EXTRAIT PRÉSENTÉ ▸
L’idéal de croissance ne plongerait-il pas ses racines bien plus profondément ? Pour Wolf Dieter Enkelmann, philosophe de l’économie, la croissance est un « phénomène indissociable de toute civilisation ». Il considère que la recherche de la bonne vie (et non pas le capitalisme moderne) a engendré la croissance. Celle-ci commencerait avec « l’économie du profit », soit le point où la production dépasse ce dont nous avons besoin pour survivre. Historiquement parlant, ce point serait arrivé très tôt, en tout cas longtemps avant l’économie moderne, capitaliste et d’exploitation. C’est au plus tard avec la survenance de cette économie que la notion de croissance se serait floutée, se confondant fondamentalement avec le « progrès », motif central de l’historiographie en Occident. Ainsi que l’a affirmé le sociologue Clemens Albrecht, « la critique de la croissance doit se présenter elle-même comme croissance afin que l’on y croie ».
Même dans une société post-croissance, on devrait trouver encore de la place pour une certaine forme de croissance. Plus concrètement, l’essentiel est de distinguer entre croissance qualitative et quantitative. La seconde est fortement liée à la pensée économique et scientifique, en vue de mesurer et comparer les rendements économiques. Et ladite pensée a aussi son histoire, forcément : en se penchant de plus près sur la littérature économique spécialisée (par exemple celle de l’OCDE) on constate qu’il n’y a pas si longtemps que la croissance est devenue la « vache sacrée » de la science économique. La popularité du terme a augmenté de manière fulgurante entre 1950 et 1970, et elle est demeurée depuis lors à un niveau élevé.

ENREGISTREMENTS FOURNIS ▸

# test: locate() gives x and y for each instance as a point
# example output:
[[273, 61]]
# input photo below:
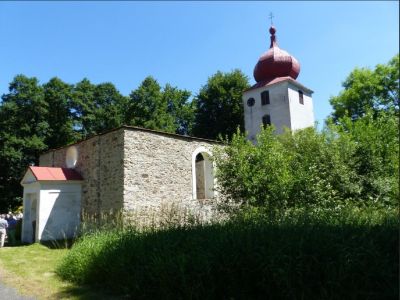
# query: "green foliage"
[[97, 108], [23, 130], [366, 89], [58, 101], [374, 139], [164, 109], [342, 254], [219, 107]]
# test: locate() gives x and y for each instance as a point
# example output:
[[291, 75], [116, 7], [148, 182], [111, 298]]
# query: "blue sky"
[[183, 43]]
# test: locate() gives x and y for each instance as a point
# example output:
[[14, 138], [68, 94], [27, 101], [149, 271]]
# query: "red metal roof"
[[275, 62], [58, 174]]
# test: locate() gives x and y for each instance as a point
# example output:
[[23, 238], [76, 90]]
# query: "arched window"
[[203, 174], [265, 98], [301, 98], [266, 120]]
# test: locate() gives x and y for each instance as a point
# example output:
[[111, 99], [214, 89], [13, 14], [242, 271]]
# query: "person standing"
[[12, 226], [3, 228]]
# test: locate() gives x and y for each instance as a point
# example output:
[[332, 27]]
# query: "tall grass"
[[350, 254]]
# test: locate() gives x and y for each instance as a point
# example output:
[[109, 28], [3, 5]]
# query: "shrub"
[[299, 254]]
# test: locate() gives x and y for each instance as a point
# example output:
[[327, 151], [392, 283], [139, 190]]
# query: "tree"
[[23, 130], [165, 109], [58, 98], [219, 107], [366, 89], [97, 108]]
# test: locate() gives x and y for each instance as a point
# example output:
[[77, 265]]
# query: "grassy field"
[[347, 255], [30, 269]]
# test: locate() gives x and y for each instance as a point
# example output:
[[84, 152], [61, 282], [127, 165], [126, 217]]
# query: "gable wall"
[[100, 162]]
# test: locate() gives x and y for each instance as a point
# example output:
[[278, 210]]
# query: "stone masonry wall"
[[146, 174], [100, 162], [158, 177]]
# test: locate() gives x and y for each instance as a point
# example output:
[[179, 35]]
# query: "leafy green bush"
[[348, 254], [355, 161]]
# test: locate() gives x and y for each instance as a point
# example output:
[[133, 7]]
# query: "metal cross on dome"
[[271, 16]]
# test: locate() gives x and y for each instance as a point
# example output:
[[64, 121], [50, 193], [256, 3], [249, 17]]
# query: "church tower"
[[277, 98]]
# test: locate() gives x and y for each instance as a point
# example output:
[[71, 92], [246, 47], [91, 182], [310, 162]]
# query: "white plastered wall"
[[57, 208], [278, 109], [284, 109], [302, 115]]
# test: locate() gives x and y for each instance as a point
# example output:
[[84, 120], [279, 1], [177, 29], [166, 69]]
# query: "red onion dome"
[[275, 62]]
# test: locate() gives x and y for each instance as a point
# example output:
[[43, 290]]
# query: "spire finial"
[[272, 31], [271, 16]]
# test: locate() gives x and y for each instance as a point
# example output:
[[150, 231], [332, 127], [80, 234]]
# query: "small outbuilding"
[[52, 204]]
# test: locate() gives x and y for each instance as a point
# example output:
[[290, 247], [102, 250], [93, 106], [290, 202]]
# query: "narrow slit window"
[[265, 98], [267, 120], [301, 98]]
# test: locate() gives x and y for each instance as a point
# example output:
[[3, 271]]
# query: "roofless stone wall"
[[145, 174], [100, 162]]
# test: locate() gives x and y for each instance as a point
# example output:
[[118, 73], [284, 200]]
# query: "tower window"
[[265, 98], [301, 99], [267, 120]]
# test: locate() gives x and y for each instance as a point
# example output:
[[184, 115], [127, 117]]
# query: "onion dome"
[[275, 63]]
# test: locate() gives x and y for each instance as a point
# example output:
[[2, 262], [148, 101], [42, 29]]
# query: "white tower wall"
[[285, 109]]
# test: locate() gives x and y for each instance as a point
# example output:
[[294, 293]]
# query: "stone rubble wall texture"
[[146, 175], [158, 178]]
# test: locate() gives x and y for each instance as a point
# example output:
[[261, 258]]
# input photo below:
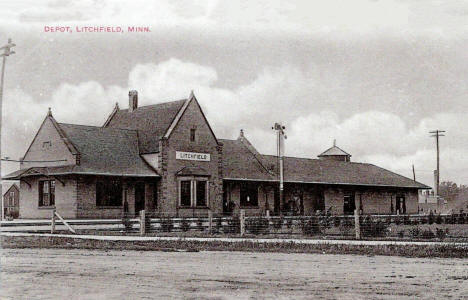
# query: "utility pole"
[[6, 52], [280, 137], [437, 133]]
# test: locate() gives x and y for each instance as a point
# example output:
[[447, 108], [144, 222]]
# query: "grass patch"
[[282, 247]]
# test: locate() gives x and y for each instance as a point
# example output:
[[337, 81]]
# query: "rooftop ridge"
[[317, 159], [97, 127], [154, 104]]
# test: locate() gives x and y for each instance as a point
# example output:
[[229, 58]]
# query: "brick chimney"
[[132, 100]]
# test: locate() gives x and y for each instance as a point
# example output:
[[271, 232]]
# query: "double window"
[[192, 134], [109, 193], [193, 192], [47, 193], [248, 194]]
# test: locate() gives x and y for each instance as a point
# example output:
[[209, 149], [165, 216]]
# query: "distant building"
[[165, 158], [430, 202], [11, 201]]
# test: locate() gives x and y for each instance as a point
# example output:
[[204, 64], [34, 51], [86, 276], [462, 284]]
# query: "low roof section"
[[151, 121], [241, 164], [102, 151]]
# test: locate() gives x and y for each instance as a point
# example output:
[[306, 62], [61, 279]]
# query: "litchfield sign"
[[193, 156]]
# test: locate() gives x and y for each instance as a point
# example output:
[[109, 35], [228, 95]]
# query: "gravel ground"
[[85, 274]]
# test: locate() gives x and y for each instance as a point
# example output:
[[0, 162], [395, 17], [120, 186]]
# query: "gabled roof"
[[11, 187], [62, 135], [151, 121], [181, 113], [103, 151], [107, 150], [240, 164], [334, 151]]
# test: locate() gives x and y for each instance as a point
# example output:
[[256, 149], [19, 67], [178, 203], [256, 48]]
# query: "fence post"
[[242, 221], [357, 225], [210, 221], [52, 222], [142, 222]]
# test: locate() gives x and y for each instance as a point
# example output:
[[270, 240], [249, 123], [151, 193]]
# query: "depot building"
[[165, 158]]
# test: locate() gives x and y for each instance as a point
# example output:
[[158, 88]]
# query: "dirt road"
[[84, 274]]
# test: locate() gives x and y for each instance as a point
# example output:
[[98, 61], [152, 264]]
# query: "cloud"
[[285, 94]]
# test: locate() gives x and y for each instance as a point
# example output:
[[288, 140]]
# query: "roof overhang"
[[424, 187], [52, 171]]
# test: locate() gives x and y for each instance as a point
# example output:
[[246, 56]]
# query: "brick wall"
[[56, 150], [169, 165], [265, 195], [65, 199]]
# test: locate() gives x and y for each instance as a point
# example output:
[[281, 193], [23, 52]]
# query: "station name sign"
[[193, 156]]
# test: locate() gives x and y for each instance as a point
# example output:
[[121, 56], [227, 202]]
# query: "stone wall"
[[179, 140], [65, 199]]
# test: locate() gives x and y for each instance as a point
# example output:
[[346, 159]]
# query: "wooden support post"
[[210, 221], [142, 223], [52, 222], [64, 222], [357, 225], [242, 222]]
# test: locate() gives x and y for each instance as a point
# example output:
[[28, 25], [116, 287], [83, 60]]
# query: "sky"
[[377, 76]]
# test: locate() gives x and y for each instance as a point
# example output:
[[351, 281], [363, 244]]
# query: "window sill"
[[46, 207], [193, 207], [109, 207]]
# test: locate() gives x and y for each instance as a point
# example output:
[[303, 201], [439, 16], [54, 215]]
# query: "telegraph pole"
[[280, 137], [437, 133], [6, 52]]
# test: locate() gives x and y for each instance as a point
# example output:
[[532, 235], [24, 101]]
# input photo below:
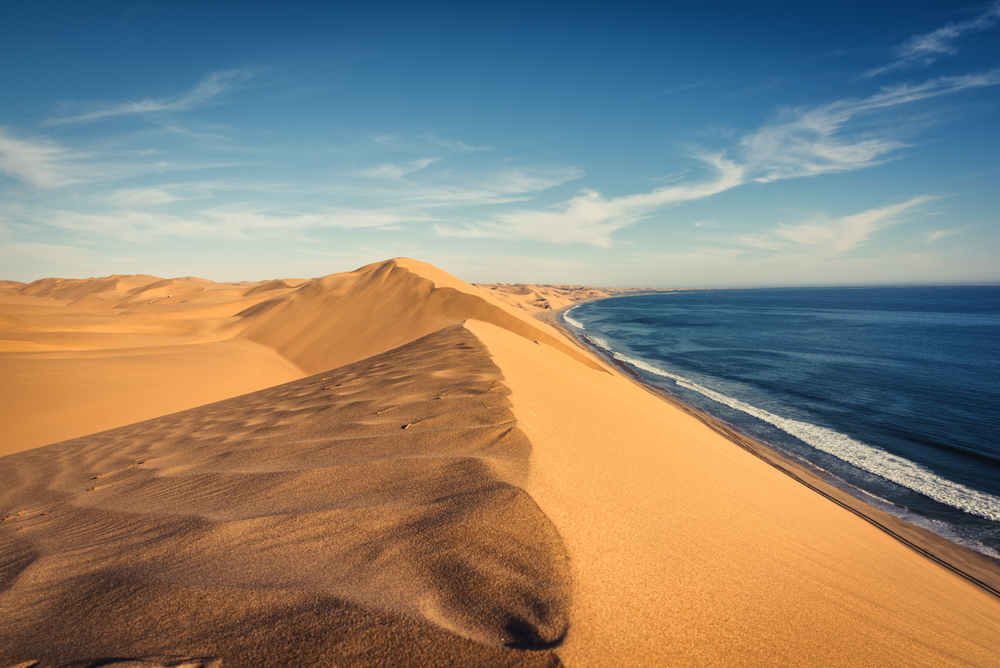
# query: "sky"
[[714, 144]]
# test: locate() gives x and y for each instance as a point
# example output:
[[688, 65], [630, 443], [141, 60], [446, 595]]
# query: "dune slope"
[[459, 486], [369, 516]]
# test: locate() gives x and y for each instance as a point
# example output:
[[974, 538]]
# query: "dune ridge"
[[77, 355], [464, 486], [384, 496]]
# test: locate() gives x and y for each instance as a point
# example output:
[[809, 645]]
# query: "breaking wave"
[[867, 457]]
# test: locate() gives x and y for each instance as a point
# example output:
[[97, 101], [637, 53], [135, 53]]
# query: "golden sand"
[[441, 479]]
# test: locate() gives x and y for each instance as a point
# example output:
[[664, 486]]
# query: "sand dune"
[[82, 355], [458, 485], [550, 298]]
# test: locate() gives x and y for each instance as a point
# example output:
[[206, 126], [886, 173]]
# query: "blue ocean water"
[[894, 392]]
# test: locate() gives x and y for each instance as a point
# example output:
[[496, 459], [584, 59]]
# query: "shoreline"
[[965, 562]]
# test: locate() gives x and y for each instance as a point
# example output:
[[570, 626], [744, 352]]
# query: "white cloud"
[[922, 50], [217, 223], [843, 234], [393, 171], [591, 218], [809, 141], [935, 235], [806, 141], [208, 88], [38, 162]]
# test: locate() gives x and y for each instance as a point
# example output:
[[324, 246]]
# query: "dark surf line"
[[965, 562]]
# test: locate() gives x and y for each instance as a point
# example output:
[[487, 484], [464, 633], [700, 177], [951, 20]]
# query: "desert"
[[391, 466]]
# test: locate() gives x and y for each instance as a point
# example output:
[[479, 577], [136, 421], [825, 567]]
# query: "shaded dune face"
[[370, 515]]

...

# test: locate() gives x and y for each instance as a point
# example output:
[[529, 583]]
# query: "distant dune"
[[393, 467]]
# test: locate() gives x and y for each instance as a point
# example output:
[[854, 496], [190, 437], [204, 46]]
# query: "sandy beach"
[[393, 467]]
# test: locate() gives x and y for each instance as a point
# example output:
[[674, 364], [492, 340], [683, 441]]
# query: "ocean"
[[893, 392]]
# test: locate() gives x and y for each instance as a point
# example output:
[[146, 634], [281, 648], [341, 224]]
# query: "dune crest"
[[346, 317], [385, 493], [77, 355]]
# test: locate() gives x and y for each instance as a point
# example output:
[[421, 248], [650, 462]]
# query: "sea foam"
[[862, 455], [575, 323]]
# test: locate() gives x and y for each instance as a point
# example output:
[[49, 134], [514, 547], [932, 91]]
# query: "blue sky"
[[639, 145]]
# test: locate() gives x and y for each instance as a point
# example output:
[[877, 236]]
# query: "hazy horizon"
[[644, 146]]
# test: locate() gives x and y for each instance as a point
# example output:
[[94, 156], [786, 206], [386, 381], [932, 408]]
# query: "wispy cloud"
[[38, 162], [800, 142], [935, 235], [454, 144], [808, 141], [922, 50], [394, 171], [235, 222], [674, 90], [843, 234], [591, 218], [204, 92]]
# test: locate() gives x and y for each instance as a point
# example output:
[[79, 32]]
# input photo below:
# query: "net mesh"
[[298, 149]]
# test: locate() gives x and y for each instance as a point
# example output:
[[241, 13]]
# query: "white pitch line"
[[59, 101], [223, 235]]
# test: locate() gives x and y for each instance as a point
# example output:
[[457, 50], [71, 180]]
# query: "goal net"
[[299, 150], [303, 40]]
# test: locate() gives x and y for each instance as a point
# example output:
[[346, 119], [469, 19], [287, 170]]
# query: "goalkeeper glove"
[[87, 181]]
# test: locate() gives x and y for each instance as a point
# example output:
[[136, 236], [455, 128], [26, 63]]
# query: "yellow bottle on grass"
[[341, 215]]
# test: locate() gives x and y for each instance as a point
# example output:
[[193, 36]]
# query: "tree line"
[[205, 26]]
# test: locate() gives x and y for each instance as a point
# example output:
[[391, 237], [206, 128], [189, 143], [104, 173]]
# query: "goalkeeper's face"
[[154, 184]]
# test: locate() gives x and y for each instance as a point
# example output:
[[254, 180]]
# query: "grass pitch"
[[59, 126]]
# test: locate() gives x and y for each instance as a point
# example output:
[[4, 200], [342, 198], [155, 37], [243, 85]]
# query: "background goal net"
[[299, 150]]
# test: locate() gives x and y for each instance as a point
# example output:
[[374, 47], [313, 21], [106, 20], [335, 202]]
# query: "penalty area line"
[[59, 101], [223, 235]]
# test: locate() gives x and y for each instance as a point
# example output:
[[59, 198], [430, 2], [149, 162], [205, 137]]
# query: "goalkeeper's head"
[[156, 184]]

VOTRE OBJECTIF ▸
Dans l'extrait sur la croissance, reprenez tout ce qui va de "Même dans une" jusqu'à "un niveau élevé." en remplaçant "fulgurante" par "spectaculaire". Les enregistrements n'interviennent pas ici.

VOTRE RÉPONSE ▸
Même dans une société post-croissance, on devrait trouver encore de la place pour une certaine forme de croissance. Plus concrètement, l’essentiel est de distinguer entre croissance qualitative et quantitative. La seconde est fortement liée à la pensée économique et scientifique, en vue de mesurer et comparer les rendements économiques. Et ladite pensée a aussi son histoire, forcément : en se penchant de plus près sur la littérature économique spécialisée (par exemple celle de l’OCDE) on constate qu’il n’y a pas si longtemps que la croissance est devenue la « vache sacrée » de la science économique. La popularité du terme a augmenté de manière spectaculaire entre 1950 et 1970, et elle est demeurée depuis lors à un niveau élevé.